> WHAT YOU NEED TO DO
• 1. In the article on John Piper's blog post, list the practices that policies are described as endorsing in the sentence beginning "Without mentioning Trump by name."
• 2. Write the next part of the article on John Piper's criticism of President Donald Trump, picking up right after its final sentence.

:: TEXT FOR ANALYSIS

John Piper has issued a blistering condemnation of President Donald Trump, warning Christian voters that the president's “deadly behavior” will lead the U.S. to “destruction of more kinds than we can imagine.”
On Thursday, the influential pastor and writer published what he referred to as a “long-overdue” blog post in which he pondered the implications of the 2020 election.
Without mentioning Trump by name, Piper said he is “baffled” over the fact that many Christians consider the sins of unrepentant sexual immorality, boastfulness, vulgarity, factiousness, and the like, to be “only toxic for our nation,” while policies that endorse “baby-killing, sex-switching, freedom-limiting, and socialistic overreach are viewed as deadly.”
Piper, who pastored Bethlehem Baptist Church in Minneapolis for almost 33 years, reminded Christians that "it is not a small thing to treat lightly a pattern of public behaviors that lead to death."
He pointed out that all of these sins are mentioned in the Bible and are “deadly” enough to destroy people and entire nations.
“I think it is a drastic mistake to think that the deadly influences of a leader come only through his policies and not also through his person,” he wrote. “This is true not only because flagrant boastfulness, vulgarity, immorality, and factiousness are self-incriminating, but also because they are nation-corrupting. They move out from centers of influence to infect whole cultures.”
“The last five years bear vivid witness to this infection at almost every level of society.”
Piper questioned why some Christians seem to be sure they are “saving human lives and freedoms” by ignoring the destructive effects of a “self-absorbed, self-exalting” leader.
He suggested that when Christians “act as if policies and laws that protect life and freedom are more precious than being a certain kind of person,” they are detracting from the message of the Gospel.
“The church is paying dearly, and will continue to pay, for our communicating this falsehood year after year,” he said.

::::
:: DATA FOR REVIEW

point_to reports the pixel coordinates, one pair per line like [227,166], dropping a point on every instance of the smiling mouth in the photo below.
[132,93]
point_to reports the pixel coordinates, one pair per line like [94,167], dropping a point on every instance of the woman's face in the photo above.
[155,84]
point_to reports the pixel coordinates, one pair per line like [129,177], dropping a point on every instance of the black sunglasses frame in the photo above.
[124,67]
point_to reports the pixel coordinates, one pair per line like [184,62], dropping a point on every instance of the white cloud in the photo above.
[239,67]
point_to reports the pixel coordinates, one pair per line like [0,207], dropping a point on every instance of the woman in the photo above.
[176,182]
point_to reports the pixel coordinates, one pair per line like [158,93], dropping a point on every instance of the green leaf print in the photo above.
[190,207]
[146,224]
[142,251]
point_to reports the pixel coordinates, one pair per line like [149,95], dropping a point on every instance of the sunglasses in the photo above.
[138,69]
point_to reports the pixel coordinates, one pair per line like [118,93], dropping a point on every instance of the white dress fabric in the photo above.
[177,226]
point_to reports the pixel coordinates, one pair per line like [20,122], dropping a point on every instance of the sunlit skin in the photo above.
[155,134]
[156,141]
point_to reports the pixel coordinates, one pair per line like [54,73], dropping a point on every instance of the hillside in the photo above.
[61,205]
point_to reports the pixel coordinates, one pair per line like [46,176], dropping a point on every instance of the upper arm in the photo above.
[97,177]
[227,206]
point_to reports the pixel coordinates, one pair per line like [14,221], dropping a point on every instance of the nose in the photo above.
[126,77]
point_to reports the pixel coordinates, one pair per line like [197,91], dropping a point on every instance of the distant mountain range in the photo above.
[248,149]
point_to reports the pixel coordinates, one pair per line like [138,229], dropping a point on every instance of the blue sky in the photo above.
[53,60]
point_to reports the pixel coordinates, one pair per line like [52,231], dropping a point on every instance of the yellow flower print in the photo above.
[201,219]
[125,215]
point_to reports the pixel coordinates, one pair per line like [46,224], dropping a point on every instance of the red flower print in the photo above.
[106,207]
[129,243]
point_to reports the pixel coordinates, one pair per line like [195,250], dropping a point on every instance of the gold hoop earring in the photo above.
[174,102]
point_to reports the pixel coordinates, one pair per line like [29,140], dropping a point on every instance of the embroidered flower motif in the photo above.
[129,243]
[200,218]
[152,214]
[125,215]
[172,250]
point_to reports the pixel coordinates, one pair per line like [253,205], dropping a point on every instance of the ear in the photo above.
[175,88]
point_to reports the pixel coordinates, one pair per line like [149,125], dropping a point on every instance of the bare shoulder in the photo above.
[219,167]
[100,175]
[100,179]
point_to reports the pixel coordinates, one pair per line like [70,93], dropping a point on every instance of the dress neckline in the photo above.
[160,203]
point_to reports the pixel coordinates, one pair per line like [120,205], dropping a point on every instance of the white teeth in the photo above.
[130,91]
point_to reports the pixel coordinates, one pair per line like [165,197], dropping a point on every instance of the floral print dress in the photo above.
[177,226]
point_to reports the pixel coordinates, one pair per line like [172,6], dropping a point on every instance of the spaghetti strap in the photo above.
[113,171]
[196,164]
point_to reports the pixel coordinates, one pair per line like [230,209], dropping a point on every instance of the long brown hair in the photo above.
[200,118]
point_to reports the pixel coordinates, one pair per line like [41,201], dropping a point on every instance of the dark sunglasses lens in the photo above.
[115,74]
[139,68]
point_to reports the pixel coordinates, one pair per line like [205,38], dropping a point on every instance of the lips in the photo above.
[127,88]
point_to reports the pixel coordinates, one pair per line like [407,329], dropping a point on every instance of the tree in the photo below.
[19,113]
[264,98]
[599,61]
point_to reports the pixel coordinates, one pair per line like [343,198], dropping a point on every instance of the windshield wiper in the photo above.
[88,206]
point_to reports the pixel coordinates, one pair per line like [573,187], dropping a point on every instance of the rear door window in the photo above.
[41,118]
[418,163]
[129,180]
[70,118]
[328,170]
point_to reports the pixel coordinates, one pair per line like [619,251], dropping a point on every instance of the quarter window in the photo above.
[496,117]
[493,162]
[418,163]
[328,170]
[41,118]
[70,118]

::::

> RESPONSES
• 1. baby-killing, sex-switching, freedom-limiting, socialistic overreach

• 2.
Stressing that there is “a character connection between rulers and subjects,” Piper cautioned that when a leader models “self-absorbed, self-exalting boastfulness, he models the most deadly behavior in the world.”
“He points his nation to destruction. Destruction of more kinds than we can imagine,” he emphasized.
Piper acknowledged there is “devastation” on both sides of the aisle. Still, the pastor said he’s willing to vote for a “non-Christian” if he sees there to be enough overlap between the “visible outworking of his character and convictions” and biblical teachings.
“I will not develop some calculus to determine which path of destruction I will support. That is not my duty. My calling is to lead people to see Jesus Christ, trust his forgiveness for sins, treasure him above everything in this world, live in a way that shows his all-satisfying value, and help them make it to heaven with love and holiness. That calling is contradicted by supporting either pathway to cultural corruption and eternal ruin.”
After publishing the article, Piper posted on Twitter that he "won’t be voting for Biden or Trump."
"That choice to 'write in' is relatively unimportant. But the reasoning really matters," he tweeted.
"When I consider the remote possibility that I might do any good by endorsing the devastation already evident in the two choices before me, I am loath to undermine my calling (and the church’s mission) to stand for Christ-exalting faith and hope and love," he wrote.
"I will be asked to give an account of my devotion to this life-giving calling. The world will ask. And the Lord of heaven will ask. And my conscience will ask. What will I say? With a cheerful smile, I will explain to my unbelieving neighbor why my allegiance to Jesus set me at odds with death — death by abortion and death by arrogance."
While some polls have shown the president’s support slipping with white evangelicals, a poll from Pew Research Center taken last month showed that 82% of white evangelicals planned to vote for Trump.
This is not the first time Piper has spoken out against Trump; in 2016, he argued Trump was “morally unqualified” for the office, citing his “immoral behavior in the past, and his ongoing unwillingness to renounce it as evil.”
“The linking of the Christian church with the ruling political regime has more often proven to corrupt the essential spirit of Christ,” he wrote at the time.
In January, he warned Christians against loving patriotism more than Christ, stressing that such affections should only exist “up to a point” and that Christians should “never give them absolute allegiance.”
“Never feel more attached to your fatherland or your tribe or your family or your ethnicity than you do to the people of Christ,” he wrote.
Piper bemoaned the “many horrible indignities” that have occurred because Christians failed to realize that “we are more bound together with other believers — no matter their ethnicity or their political alignments or their nationality — than we are to anybody in our own fatherland.”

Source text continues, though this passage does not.